Given problem
Give back, unchanged, each line from the one containing "Indicate the teeth" through the last line of the entries below.

START Working data

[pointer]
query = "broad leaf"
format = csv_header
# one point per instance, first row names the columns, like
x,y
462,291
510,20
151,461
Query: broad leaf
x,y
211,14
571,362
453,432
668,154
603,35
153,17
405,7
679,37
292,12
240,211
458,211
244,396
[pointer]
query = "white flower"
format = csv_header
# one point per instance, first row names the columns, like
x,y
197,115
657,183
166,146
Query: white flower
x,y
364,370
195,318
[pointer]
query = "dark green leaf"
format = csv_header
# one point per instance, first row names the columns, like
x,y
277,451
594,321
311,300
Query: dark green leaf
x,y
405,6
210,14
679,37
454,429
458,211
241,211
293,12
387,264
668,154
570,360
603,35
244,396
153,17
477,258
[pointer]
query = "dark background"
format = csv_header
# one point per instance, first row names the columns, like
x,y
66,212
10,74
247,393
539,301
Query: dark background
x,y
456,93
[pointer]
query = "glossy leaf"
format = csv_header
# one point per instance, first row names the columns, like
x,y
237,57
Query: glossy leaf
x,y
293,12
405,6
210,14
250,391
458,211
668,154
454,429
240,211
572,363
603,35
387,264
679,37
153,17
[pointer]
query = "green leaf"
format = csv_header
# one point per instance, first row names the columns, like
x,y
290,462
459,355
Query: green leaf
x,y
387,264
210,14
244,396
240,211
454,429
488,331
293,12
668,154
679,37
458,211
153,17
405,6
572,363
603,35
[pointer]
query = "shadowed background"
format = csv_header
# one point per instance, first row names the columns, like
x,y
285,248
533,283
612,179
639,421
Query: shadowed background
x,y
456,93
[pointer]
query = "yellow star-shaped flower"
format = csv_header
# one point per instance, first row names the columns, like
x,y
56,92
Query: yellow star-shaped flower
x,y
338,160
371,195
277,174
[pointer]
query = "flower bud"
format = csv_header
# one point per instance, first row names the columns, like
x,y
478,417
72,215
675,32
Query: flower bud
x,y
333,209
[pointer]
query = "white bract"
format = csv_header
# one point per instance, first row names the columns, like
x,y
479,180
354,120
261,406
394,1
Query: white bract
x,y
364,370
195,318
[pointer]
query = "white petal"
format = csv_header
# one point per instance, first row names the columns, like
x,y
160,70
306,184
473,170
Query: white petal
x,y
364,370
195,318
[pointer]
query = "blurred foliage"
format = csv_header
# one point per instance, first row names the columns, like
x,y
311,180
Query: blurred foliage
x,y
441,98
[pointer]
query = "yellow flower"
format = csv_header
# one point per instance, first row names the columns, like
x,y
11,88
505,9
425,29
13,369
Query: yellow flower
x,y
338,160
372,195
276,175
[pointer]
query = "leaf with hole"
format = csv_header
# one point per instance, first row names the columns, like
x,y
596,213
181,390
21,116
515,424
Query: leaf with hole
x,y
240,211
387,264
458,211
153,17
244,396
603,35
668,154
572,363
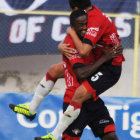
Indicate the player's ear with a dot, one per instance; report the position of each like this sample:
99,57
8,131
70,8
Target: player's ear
75,8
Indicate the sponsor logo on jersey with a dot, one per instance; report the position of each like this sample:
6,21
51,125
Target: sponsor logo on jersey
76,131
103,121
92,31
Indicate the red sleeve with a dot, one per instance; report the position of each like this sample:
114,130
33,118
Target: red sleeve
76,58
94,29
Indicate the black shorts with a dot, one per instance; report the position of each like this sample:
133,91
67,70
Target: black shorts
93,114
104,78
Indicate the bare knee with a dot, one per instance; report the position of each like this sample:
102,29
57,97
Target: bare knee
56,70
81,94
110,136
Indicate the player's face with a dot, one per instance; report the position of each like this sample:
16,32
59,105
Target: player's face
81,25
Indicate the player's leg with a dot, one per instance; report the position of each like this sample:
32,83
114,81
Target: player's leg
45,86
72,112
102,125
67,137
110,136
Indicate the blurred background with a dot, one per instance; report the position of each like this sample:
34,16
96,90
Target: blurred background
30,31
28,42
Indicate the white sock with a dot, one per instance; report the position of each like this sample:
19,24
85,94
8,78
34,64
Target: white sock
66,119
41,91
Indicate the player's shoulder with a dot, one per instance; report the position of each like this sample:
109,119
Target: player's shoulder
95,12
68,40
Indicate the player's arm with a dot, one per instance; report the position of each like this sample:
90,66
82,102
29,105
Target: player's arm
65,49
82,48
85,71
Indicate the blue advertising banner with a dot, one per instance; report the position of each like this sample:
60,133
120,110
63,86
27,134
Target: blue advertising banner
125,112
41,34
112,6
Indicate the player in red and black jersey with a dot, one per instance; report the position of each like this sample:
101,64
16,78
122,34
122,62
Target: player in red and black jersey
107,75
95,105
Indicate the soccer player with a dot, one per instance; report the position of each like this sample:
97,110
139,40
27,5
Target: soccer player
74,67
101,30
47,83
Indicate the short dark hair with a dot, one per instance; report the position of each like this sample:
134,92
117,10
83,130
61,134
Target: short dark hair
81,4
76,14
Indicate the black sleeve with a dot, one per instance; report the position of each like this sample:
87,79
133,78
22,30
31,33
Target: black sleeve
87,41
78,65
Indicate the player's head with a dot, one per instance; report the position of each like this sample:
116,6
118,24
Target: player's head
81,4
78,21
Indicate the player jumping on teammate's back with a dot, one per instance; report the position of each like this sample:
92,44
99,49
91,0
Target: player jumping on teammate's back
70,114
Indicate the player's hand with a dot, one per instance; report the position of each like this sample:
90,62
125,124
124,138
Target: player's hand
113,52
66,50
70,30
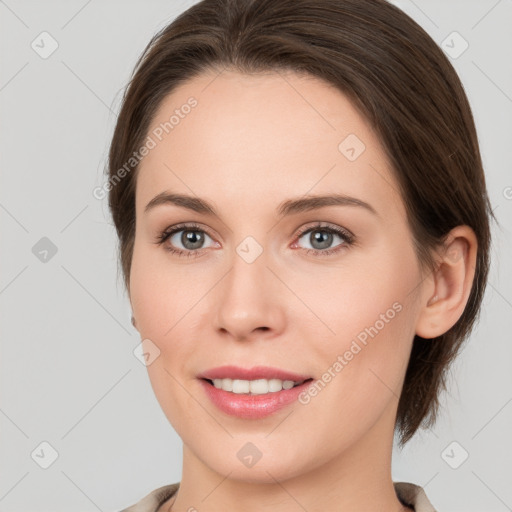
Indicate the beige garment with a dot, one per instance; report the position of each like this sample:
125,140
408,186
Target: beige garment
411,495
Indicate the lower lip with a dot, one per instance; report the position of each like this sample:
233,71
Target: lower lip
252,406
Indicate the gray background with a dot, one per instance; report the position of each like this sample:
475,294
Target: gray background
68,373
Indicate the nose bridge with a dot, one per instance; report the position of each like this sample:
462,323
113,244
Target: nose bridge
248,300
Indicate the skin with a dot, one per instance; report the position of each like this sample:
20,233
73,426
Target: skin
252,142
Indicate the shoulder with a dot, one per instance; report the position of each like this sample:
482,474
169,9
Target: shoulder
152,501
413,495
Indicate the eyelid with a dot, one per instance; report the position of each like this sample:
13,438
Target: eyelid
345,234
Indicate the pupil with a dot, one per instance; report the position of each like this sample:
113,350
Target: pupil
193,238
324,239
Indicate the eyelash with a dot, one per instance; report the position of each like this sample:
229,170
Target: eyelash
348,238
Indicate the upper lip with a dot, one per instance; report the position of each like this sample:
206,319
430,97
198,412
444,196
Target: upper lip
254,373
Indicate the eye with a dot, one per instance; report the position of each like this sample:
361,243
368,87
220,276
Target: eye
190,236
321,238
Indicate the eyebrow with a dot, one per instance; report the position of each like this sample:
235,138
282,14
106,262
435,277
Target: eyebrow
288,207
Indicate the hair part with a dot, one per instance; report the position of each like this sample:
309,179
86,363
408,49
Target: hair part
398,79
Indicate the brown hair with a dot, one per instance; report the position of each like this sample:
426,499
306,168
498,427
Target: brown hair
399,80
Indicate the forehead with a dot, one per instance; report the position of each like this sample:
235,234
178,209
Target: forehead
245,138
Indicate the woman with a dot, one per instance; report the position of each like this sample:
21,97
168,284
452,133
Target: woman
304,237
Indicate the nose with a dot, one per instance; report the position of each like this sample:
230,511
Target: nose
249,302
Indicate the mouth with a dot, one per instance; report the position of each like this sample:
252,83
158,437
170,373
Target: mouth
254,387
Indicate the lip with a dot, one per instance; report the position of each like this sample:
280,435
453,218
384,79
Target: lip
252,407
247,406
254,373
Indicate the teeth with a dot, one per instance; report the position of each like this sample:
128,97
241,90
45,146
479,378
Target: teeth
254,387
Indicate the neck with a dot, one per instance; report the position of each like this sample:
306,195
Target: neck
358,479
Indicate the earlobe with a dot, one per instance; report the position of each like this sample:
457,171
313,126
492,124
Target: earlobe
452,281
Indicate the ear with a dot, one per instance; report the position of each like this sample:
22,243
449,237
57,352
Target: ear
447,290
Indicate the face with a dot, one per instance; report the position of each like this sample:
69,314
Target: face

END Working data

Full solution
Indicate the teeth with a dot, one per instance; report the position of each like this sample:
128,97
241,90
45,146
479,378
Target: teeth
254,387
Indicate the neck with a dot, one per instance; report the position of each like this sample:
306,195
Target: neck
358,479
Indicate the earlobe with a dot, one per instance; report the position of each like this sample:
457,171
313,126
492,124
Target: earlobe
452,281
Indicate the ear with a dot, one per instance; report the position of each like this sample:
22,243
449,237
57,352
Target: ear
447,290
Indicate the face with a dot, one per instance; report the position of each like this sample:
69,314
Target: face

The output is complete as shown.